→ **STATED TASK**: Count the lines below that contain the word "marker" and give only that number.

[start EXERCISE INPUT]

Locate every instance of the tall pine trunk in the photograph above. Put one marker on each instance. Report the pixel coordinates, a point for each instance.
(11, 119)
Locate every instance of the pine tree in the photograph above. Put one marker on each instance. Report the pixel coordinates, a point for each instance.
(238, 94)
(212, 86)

[end EXERCISE INPUT]
[start EXERCISE INPUT]

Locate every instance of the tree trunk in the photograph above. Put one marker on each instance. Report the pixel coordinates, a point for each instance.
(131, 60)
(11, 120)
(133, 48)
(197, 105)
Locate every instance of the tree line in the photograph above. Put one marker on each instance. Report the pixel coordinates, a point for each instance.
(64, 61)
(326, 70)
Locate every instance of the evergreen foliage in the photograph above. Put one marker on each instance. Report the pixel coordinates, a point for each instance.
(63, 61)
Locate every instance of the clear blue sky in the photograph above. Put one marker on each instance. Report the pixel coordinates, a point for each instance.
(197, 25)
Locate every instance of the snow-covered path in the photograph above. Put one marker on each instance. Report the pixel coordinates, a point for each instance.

[end EXERCISE INPUT]
[start EXERCISE INPUT]

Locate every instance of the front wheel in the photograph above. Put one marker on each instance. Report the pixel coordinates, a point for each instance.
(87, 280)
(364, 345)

[end EXERCISE INPUT]

→ **TASK RESPONSE**: 8